**Work to complete:**
Reproduce these records with every "ImageApi" switched to "VisionApi" and everything else unchanged. Leave the pictures out of your answer.
____
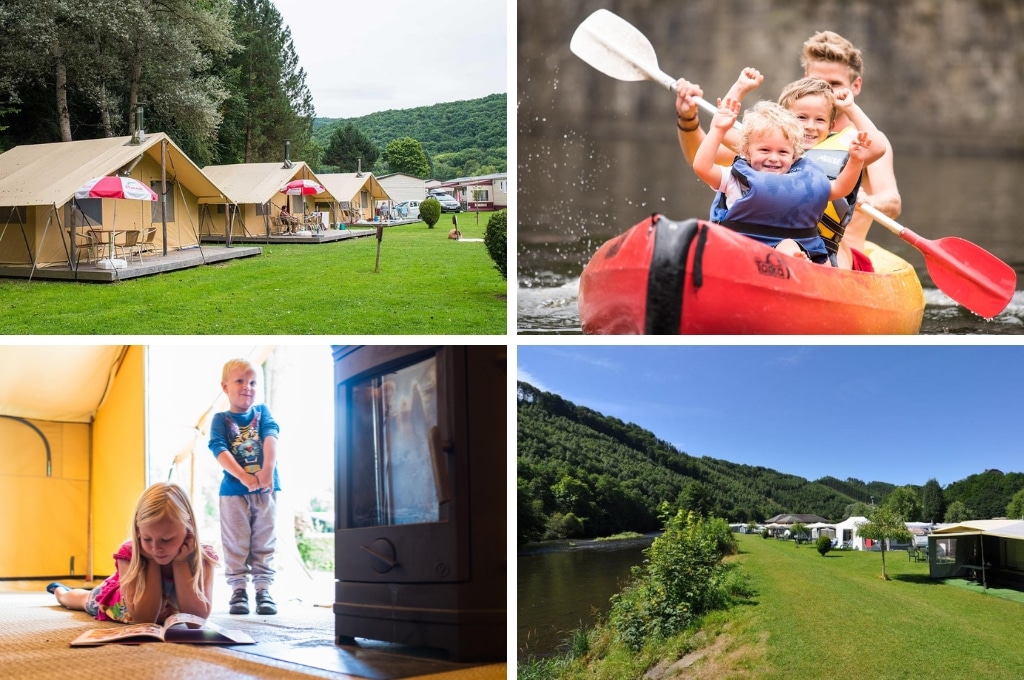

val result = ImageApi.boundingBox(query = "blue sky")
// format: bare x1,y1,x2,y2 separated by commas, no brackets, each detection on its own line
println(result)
518,345,1024,486
272,0,509,118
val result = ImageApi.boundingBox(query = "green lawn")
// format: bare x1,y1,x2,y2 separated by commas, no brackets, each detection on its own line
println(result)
720,536,1024,680
0,213,508,335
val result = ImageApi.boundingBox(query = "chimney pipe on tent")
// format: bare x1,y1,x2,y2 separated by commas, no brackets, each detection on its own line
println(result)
131,104,145,144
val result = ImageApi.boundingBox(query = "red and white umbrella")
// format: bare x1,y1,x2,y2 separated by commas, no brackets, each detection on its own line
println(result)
75,175,157,201
281,179,327,196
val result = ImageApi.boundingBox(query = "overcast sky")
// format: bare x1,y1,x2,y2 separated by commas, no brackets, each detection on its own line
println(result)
273,0,508,118
518,344,1024,486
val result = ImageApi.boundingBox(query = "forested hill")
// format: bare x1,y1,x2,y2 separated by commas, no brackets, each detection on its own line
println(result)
313,93,508,179
516,382,1024,542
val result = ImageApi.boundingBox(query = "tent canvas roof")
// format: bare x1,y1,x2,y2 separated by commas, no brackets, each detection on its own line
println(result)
201,161,335,205
0,345,127,423
0,132,224,207
319,172,391,201
932,519,1024,539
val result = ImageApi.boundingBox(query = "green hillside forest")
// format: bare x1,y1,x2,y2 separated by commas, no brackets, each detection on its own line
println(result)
516,382,1024,543
313,93,508,180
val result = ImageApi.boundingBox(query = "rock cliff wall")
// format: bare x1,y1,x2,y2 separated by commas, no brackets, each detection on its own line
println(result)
517,0,1024,156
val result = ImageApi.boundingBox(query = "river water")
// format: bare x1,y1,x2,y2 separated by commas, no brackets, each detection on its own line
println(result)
516,133,1024,335
516,538,652,660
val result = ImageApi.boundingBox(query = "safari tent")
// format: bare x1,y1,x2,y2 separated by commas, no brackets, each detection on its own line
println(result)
200,161,335,237
928,519,1024,585
319,172,391,222
0,132,227,269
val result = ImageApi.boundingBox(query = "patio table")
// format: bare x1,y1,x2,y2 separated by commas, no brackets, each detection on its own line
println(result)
89,229,128,269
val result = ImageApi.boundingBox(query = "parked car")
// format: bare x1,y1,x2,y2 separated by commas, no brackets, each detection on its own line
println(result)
394,201,421,219
427,194,462,212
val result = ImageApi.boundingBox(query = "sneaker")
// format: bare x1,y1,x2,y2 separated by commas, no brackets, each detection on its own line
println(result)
256,590,278,615
227,588,249,613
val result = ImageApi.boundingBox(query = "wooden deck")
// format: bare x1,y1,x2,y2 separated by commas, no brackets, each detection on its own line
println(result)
202,224,376,246
0,246,263,284
200,219,420,246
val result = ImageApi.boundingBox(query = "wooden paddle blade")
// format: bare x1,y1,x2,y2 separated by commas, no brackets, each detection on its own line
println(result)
900,228,1017,318
569,9,676,89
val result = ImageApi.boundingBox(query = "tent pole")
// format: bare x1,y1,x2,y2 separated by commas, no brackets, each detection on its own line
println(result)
160,138,166,257
978,534,988,590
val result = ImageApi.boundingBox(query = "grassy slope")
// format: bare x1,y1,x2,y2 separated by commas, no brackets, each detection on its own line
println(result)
720,536,1024,680
0,213,507,335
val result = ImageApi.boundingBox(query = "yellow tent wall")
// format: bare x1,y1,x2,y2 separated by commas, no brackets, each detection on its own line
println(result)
0,418,89,579
91,345,146,576
0,346,146,579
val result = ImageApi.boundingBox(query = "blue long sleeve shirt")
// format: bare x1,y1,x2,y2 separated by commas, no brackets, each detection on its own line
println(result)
210,403,281,496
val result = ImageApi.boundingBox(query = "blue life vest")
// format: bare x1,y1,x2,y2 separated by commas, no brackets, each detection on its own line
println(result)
804,126,863,264
711,157,831,264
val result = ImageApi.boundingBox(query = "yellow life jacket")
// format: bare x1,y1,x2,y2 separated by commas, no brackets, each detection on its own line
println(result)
805,126,860,265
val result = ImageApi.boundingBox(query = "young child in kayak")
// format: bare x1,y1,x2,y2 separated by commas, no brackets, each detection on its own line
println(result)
676,68,887,271
693,90,870,264
778,78,886,271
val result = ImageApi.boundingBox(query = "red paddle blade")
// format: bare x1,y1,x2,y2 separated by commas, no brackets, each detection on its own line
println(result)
900,229,1017,318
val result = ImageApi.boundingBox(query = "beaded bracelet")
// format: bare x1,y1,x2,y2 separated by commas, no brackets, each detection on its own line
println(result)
676,114,700,132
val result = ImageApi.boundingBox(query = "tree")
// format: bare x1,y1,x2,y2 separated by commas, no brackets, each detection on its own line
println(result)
216,0,315,164
676,479,711,517
882,486,921,522
857,506,913,581
324,123,380,172
1007,488,1024,519
420,199,441,229
921,477,946,524
946,501,974,523
483,210,508,279
383,137,430,179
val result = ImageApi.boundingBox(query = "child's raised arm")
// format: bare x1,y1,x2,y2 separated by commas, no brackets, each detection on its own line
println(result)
828,132,871,201
693,98,741,192
725,67,765,102
835,87,886,165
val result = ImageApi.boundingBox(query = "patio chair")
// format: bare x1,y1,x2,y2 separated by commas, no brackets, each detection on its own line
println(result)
114,229,142,263
69,229,99,267
137,226,157,259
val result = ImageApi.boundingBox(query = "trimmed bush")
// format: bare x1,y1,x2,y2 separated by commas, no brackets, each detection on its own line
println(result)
483,208,508,280
420,199,441,229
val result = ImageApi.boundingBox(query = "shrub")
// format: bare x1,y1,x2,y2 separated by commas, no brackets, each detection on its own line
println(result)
483,210,508,279
608,510,735,651
420,199,441,229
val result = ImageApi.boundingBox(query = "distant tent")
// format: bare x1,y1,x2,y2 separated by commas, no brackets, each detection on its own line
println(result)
928,519,1024,585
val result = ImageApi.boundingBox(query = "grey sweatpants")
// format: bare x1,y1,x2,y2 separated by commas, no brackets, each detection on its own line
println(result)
220,492,278,590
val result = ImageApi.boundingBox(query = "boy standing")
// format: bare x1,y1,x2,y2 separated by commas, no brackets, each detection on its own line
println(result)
210,359,281,615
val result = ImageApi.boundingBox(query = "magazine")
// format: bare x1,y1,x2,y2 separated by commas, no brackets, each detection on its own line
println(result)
71,613,256,647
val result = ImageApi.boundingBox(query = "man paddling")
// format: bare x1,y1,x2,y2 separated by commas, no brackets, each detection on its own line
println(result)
676,31,901,269
800,31,903,266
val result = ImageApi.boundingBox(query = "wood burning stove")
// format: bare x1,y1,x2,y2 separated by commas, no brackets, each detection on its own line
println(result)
334,345,507,661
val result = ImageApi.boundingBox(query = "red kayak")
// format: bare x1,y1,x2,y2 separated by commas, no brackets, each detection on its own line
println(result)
580,215,925,335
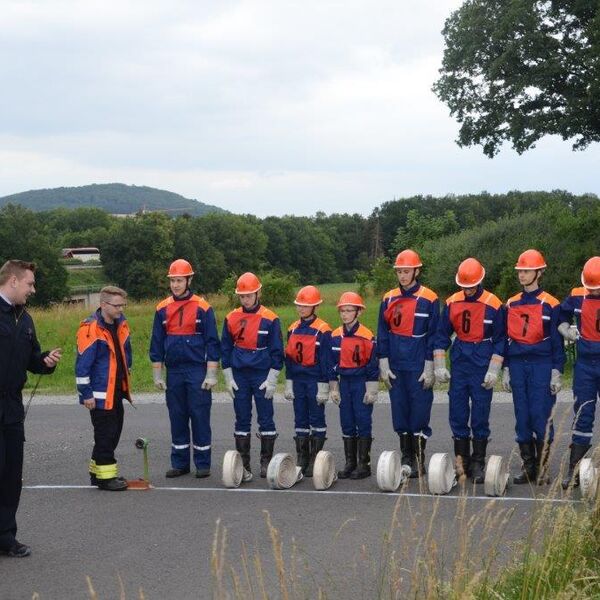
____
**Result of this task:**
val result = VisionApi.boundingBox(query = "blue sky")
// format: bare x1,y1,x2,y2 separated by commas, no brackets, each detection on its own line
println(result)
518,345,1024,486
272,0,509,118
val result = VisionApi.boundingBox(query = "green lawn")
// format: bare x1,y1,x2,y2 separated by commas, no brackets, each detection on its own line
println(result)
720,536,1024,680
0,213,508,335
val result = VisionApi.boundingBox(query = "chimney pipe on tent")
// format: bare x1,y1,x2,y2 separated by commas, no brackets, each detection on its own line
println(result)
131,104,145,144
val result = VisionApi.boundingBox(query = "red and white umbrella")
// format: bare x1,y1,x2,y2 separated by commas, no brackets, each detection on its own line
println(result)
75,175,157,201
281,179,327,196
val result = VisionApi.boundingBox(query = "overcast sky")
// format: bare x1,y1,x2,y2 separated by commas, no brackets, each detection on its own line
println(result)
273,0,508,118
518,344,1024,486
val result = VisionApi.boundingBox(query = "forested hill")
// format: bare x1,y1,x2,y2 separated by commas, no brackets, each detection on its own line
println(result)
313,93,508,179
516,382,1024,542
val result = VisionApi.boundingBox(query = "tent canvas roof")
// format: bare x1,y1,x2,y2 separated by commas, no brackets, each detection on its own line
println(result)
201,161,335,205
0,345,127,423
0,132,224,207
319,172,391,201
932,519,1024,539
val result = VisionApi.boundingBox(query = "green hillside forest")
// format: bare x1,y1,x2,y2 separated by commas, no brackets, each detection on its own line
println(result)
516,382,1024,543
313,93,508,180
val result = VisionApi.boundingBox(query = "rock cliff wall")
// format: bare x1,y1,x2,y2 separated by commas, no brackets, each detection on its own line
println(result)
517,0,1024,156
val result = VisionApi.boundingBox(query = "river water")
// format: bare x1,y1,x2,y2 separated by commas, no brackets, each detection on its own line
println(result)
516,133,1024,335
516,538,652,660
val result = VisionApi.boundingBox(query = "safari tent")
// format: bare x1,y1,x2,y2 separated by commas, no brackets, each detection on its own line
println(result)
200,161,335,237
928,519,1024,585
319,172,391,222
0,132,227,269
val result = VisionApi.boundingBox(query = "patio table")
// format: bare x1,y1,x2,y2 separated by commas, no brackets, each detection on its own line
println(result)
89,229,128,269
val result = VisionApi.boundingBox(query = "parked car")
// format: bare x1,y1,x2,y2 separated by commas, no brackets, each detection on its own line
println(result)
394,201,421,219
427,194,462,212
val result = VisionApi.boundingBox(query = "sneaker")
// format: bare x1,y1,x2,y2 separated by commas, no brackets, each detection on its own line
println(result)
256,590,278,615
227,588,249,613
val result = VisionApi.boundingBox(query = "wooden deck")
// format: bare x1,y1,x2,y2 separated by commas, no brackets, each detection on its own line
println(result)
202,224,376,246
0,246,263,284
200,219,420,246
val result = VisionApi.boundingBox(query = "wooden paddle blade")
// format: bare x1,y1,x2,y2 separated by commas, no brackets, each detection on its own line
println(result)
900,228,1017,318
569,9,676,89
val result = VisionApi.boundingBox(query = "tent pole")
// format: bare x1,y1,x2,y2 separated by commas, no brackets, each detection on its own line
println(result)
160,138,166,257
978,534,988,590
val result = VisionApi.boundingBox(query = "grassy slope")
// format: bare x1,y1,x2,y2 separated by commas, no brackets, each detection on its own line
println(result)
720,536,1024,680
0,213,507,335
val result = VisionApi.boundingBox(query = "yellow tent wall")
// format: bare x1,y1,x2,y2 separated by commas, no brackets, each detection on its own line
println(result)
0,418,89,579
91,345,146,576
0,346,146,579
val result = VisionApi.boundingBox(query = "blue long sleeve shirt")
// format: bare x1,y1,x2,y2 separated by commas, no brackets, each detection on its own line
println(result)
210,403,281,496
val result = VisionApi.boundingBox(query = "blue life vest")
// format: bare x1,y1,x2,y2 separated by commas, no brackets, each detection on its own line
println(result)
804,126,863,264
711,157,831,264
val result = VisionApi.boundingBox(query = "yellow life jacket")
// format: bare x1,y1,x2,y2 separated by commas, no brackets, each detection on its own line
println(result)
805,126,860,265
val result = VisionApi.boundingBox(query = "young child in kayak")
// format: bare x1,y1,x2,y2 separated by commas, no brackets, each detection on its own line
println(result)
676,68,887,271
693,90,870,264
778,78,886,271
val result = VisionApi.boundingBox(query = "red paddle blade")
// format: bare x1,y1,x2,y2 separated by commas, no brackets, each detection on its own line
println(result)
900,229,1017,318
val result = VisionApi.boundingBox(query = "beaded bracelet")
// format: bare x1,y1,x2,y2 separated by commas, no brackets, each detection on its own line
println(result)
676,114,700,132
val result = VisionApi.boundingBox(query = "tree")
// format: bare x1,y1,x2,y2 separated by commas, no brackets, each detection on its own line
println(result)
216,0,315,164
676,479,711,517
882,486,921,522
857,506,913,581
324,123,380,172
1007,488,1024,519
420,199,441,229
921,477,946,524
946,501,974,523
483,210,508,279
383,137,430,179
val result = VisionApi.boundingBox(query = "child's raised arm")
// format: bare x1,y1,x2,y2 separated by commas, no brackets, each detection on its own line
println(result)
828,132,871,201
693,98,741,192
725,67,765,102
835,87,886,165
val result = VisionApi.boundingBox(query = "patio chair")
// format: bare x1,y1,x2,y2 separated by commas, no brackets, each detection on its own line
println(result)
114,229,142,263
69,229,99,267
137,226,157,259
val result = VisionApi.boundingBox(query = "trimmed bush")
// format: bare x1,y1,x2,y2 separated by commas, no brackets, each detection on its own line
println(result)
483,208,508,280
420,199,441,229
val result = VisionApi.boundingBox(query = "shrub")
// format: bare x1,y1,x2,y2 separated by commas, no brackets, each detection on its own line
println(result)
483,210,508,279
608,510,735,651
420,199,441,229
val result = VisionApi.boundingBox(query = "distant tent")
// format: bare x1,y1,x2,y2 separated by commas, no brackets, each detection on its own line
println(result)
928,519,1024,585
val result = VisionApi.boundingBox(query = "grey sweatpants")
// format: bare x1,y1,x2,y2 separated by commas, no brackets, each detection on its own line
println(result)
220,492,278,590
val result = VisionApi.boundingBox(query = "boy standing")
// format: bare x1,y1,x2,y2 separated by commas, no brackets, each detection on its own line
println(result)
210,359,281,615
val result = VisionApi.boundingBox(query = "magazine")
// format: bare x1,y1,x2,y2 separated by commas, no brackets, each detection on its own line
println(result)
71,613,256,647
val result = VisionApi.boundingBox(query = "man paddling")
// format: bare x1,y1,x2,y2 separated by commas, no brackets, each detection on its own line
println(result)
676,31,901,269
800,31,903,266
val result = VisionApi.boundingBox(query = "wood burning stove")
// format: bare x1,y1,x2,y2 separated by commas, no brackets, each detection on its own line
println(result)
334,345,507,661
val result = VisionApi.boundingBox(query = "red kayak")
// format: bare x1,y1,x2,y2 separated by commas, no brackets, each detection on its own line
println(result)
580,215,925,335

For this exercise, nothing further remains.